Job = Return each line below that contains the string "kind", matching case exactly.

Exercise materials =
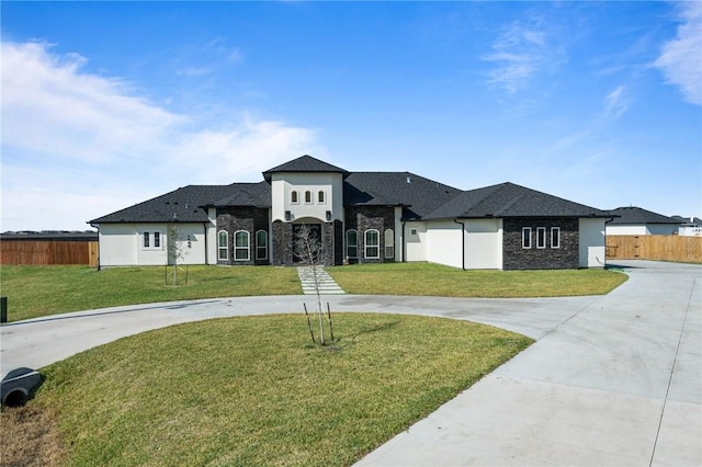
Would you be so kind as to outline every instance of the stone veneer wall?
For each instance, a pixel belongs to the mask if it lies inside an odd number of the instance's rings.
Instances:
==
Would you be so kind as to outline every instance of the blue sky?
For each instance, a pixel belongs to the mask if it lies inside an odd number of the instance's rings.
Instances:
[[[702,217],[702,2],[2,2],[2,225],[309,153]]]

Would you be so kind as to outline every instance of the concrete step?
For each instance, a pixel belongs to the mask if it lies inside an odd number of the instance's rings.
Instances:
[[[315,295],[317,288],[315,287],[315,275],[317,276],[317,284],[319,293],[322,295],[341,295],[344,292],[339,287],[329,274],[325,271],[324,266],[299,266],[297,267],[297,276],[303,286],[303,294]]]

Result below =
Would you be so kind as to outline every instance of the stone veneer wall?
Would you be so kind as to outline every instance of the blue sky?
Would you be so kind as to outline every instance of the concrete step?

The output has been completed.